→ Texto proporcionado:
+--

La situación en estas dos ciudades, y en general en toda la región, ha movilizado numerosas iniciativas -en particular en Estados Unidos- y un plan de apoyo a la comunidad árabe-cristiana por parte de la Custodia de Tierra Santa, encomendada a los franciscanos. Su proyecto incluye la construcción de viviendas para los sectores más necesitados de la población palestina, y becas de estudio que faciliten a los jóvenes árabes católicos obtener su titulación en Israel o en los territorios ocupados sin necesidad de emigrar a Europa o a Estados Unidos.

Las iniciativas de apoyo a las comunidades cristianas apenas han servido hasta la fecha para aliviar la sensación de abandono entre la población árabe-cristiana. El desconcierto y la irritación se centran en la actitud de los gobiernos occidentales, que suelen hacer la vista gorda en materia de libertad religiosa cuando se trata de estrechar relaciones políticas o comerciales con los regímenes más intolerantes de Oriente Próximo. Algunas de las iniciativas políticas, tomadas casi exclusivamente en Estados Unidos, apenas han servido para sensibilizar a la opinión pública norteamericana respecto a la pobre suerte de los cristianos del mundo árabe. Cuando no han sido trivializadas con el sambenito de «fundamentalistas». Ése es el caso de la propuesta de un conocido político neoyorquino, que pidió un boicot de los productos de las compañías norteamericanas que hacen negocios con los regímenes árabes que persiguen a los cristianos.

+--

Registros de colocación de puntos

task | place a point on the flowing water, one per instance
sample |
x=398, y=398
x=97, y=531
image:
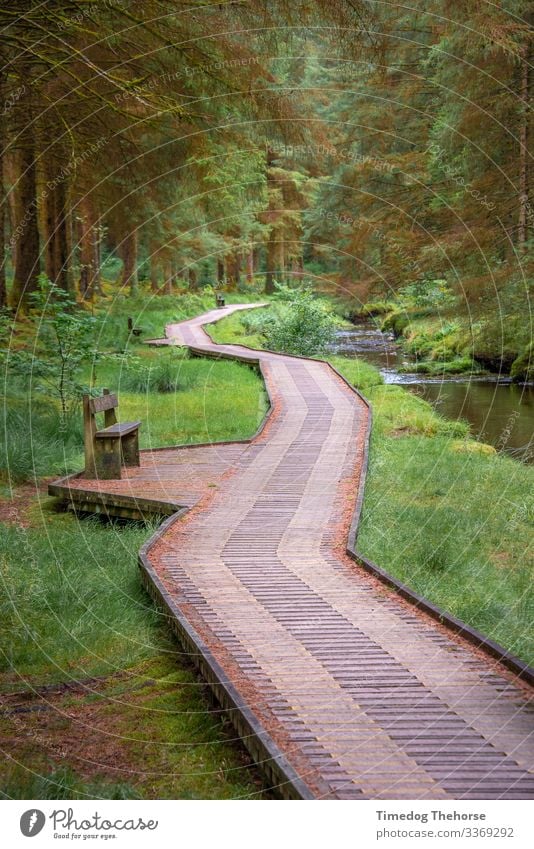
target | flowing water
x=498, y=411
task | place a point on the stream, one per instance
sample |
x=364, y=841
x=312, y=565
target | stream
x=499, y=412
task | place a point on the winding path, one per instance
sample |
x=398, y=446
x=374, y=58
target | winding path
x=339, y=687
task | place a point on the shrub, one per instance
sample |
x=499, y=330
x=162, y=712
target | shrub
x=303, y=326
x=155, y=376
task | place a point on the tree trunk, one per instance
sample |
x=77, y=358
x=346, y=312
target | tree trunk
x=168, y=278
x=3, y=202
x=256, y=253
x=524, y=203
x=250, y=267
x=153, y=272
x=61, y=236
x=233, y=270
x=128, y=254
x=193, y=280
x=270, y=272
x=55, y=225
x=25, y=237
x=89, y=250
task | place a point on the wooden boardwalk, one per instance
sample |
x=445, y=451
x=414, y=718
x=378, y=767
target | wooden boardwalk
x=339, y=688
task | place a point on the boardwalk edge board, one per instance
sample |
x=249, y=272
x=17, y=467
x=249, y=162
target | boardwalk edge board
x=262, y=748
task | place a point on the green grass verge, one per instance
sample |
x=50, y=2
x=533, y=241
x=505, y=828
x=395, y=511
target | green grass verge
x=72, y=608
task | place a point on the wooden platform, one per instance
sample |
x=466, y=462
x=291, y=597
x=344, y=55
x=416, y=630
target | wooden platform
x=338, y=687
x=168, y=480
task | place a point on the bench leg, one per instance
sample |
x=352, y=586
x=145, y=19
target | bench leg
x=108, y=459
x=130, y=449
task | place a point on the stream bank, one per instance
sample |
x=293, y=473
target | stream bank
x=499, y=412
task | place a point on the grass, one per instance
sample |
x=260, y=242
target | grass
x=202, y=401
x=136, y=722
x=444, y=513
x=128, y=717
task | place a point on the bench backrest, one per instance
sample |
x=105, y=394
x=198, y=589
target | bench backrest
x=105, y=402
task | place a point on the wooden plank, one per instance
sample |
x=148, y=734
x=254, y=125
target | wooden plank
x=105, y=402
x=117, y=430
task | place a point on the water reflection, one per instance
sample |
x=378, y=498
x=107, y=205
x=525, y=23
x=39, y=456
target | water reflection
x=499, y=412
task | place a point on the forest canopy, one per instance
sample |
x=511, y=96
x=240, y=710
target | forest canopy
x=366, y=146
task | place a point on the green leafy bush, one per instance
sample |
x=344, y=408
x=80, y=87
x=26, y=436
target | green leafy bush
x=302, y=325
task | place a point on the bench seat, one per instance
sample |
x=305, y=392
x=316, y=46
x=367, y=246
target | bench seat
x=117, y=430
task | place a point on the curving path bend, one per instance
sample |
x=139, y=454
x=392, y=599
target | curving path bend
x=352, y=692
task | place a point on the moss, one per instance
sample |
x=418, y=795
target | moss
x=522, y=369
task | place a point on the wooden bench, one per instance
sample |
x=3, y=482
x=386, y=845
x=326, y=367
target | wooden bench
x=112, y=447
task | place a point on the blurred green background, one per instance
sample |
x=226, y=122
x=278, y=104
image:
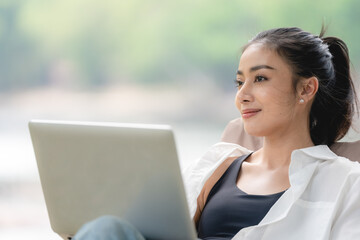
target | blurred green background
x=156, y=61
x=89, y=44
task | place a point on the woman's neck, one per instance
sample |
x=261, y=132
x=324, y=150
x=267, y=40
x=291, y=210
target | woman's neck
x=276, y=150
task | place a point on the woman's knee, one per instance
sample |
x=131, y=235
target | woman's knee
x=109, y=228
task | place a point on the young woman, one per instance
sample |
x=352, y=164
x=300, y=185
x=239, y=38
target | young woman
x=295, y=90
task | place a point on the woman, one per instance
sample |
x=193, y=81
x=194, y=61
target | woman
x=295, y=90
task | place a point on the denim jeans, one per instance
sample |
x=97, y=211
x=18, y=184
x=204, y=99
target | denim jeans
x=108, y=228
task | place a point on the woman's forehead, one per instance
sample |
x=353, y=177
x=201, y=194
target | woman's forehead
x=257, y=54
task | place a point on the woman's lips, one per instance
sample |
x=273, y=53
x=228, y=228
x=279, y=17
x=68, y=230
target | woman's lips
x=248, y=113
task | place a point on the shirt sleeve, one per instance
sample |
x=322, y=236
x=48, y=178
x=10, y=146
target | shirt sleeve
x=347, y=222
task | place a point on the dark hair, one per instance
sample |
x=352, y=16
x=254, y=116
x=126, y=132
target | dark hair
x=327, y=59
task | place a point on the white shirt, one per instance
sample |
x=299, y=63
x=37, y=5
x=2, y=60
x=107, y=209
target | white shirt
x=323, y=201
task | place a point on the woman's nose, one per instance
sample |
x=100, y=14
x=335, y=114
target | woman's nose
x=244, y=93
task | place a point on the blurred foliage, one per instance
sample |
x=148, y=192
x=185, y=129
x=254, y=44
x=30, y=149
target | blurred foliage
x=88, y=43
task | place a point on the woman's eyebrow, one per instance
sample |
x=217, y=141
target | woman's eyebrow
x=255, y=68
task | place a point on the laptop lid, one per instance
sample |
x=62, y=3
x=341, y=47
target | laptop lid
x=128, y=170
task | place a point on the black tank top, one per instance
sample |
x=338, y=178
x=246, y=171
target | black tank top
x=228, y=209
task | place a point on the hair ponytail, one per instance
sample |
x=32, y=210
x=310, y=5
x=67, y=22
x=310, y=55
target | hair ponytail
x=328, y=60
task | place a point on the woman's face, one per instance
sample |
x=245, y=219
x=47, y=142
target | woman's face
x=266, y=98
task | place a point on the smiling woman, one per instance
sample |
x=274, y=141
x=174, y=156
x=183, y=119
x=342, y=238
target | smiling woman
x=295, y=91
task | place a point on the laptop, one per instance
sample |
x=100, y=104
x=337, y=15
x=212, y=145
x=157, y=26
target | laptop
x=90, y=169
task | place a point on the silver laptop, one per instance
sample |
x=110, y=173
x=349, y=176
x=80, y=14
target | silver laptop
x=128, y=170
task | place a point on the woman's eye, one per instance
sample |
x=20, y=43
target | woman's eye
x=260, y=78
x=238, y=83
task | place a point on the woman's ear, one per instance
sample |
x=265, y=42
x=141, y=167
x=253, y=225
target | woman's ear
x=308, y=89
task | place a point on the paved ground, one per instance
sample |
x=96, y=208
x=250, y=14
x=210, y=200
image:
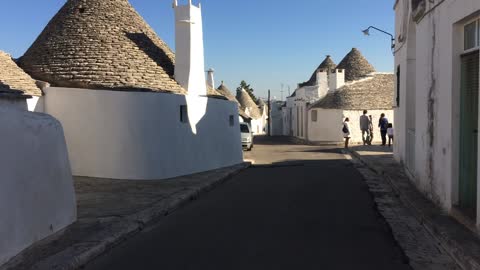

+--

→ Lista de tareas:
(A) Según el texto sobre los cristianos árabes, ¿a quiénes está encomendada la Custodia de Tierra Santa?
(B) Escribe la continuación del texto sobre los cristianos árabes a partir de su última oración.
Para resolver estas tareas no se necesita el material.

→ Respuestas del ejercicio:
(A) A los franciscanos.

(B)
Solo EE.UU. se preocupa

En el terreno institucional, Estados Unidos es, sin embargo, el único régimen occidental que se preocupa por la cuestión. Washington ha tratado de mostrar su «respaldo moral» a las minorías cristianas dentro del islam a través de las audiencias especiales organizadas por el Senado, y sobre todo con el informe anual sobre la persecución religiosa en el mundo que desde 1999 publica el Departamento de Estado.

La campaña de denuncias ha comenzado a prender en algunos círculos mediáticos occidentales. Una cosa es plantearse si es oportuno exigir a los regímenes árabes los estándares democráticos del Occidente cristiano. Y otra muy distinta comulgar con ruedas de molino en materia de derechos fundamentales del hombre. Entre ellos, el de la libertad religiosa.

En uno de sus últimos números, el semanario The Economist (3-IV-2004) aborda el problema al analizar el afán de algunas elites árabes por lograr en sus países mayor espacio de libertad política y económica. La revista establece un ranking de libertades en los 18 países árabes. En cabeza de la lista, sumadas las distintas puntuaciones, figura Marruecos. En la cola, Arabia Saudí, el país con más estrechas relaciones económicas con Occidente.

En materia de libertad religiosa, el informe de The Economist sitúa a Túnez como el país más tolerante. Le siguen Siria e Irak, curiosamente los dos regímenes árabes tradicionalmente «canallas» para la Administración norteamericana. Países como Marruecos, Líbano y Jordania logran un aprobado más o menos raspado, mientras que el resto de los países árabes registran graves carencias en su respeto a las minorías no musulmanas. La revista otorga al régimen de los 7.000 príncipes saudíes un cero tanto en materia de libertad política como de libertad religiosa, entendida por el influyente semanario liberal como libertad de culto y separación del poder político respecto al religioso.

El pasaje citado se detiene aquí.